--- START ---

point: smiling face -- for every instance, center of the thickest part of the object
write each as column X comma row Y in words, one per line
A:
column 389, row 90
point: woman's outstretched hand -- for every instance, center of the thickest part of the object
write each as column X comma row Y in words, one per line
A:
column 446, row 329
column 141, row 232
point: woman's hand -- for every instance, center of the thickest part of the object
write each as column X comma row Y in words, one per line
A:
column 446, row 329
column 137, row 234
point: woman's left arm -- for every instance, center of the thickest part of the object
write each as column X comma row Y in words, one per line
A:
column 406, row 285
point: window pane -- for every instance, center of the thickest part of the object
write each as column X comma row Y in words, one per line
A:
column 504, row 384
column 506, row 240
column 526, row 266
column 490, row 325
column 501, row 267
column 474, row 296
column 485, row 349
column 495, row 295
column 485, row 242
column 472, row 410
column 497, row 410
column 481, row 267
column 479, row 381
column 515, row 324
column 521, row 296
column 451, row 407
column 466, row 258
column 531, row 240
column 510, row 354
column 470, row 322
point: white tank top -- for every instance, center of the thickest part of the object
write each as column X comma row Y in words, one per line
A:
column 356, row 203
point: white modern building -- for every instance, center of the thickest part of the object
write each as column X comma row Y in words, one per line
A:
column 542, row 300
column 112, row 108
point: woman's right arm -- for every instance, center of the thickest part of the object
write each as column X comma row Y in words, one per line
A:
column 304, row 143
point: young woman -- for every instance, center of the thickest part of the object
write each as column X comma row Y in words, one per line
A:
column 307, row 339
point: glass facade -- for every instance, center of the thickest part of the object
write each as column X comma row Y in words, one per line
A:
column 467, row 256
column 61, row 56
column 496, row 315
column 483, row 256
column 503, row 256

--- END ---

Exercise description |
List all lines above in which the string "hand" appears.

Result for this exercise |
point: woman's outstretched hand -- for every instance, center of the thickest part of the object
point: woman's hand -- for every instance, center of the thickest part of the object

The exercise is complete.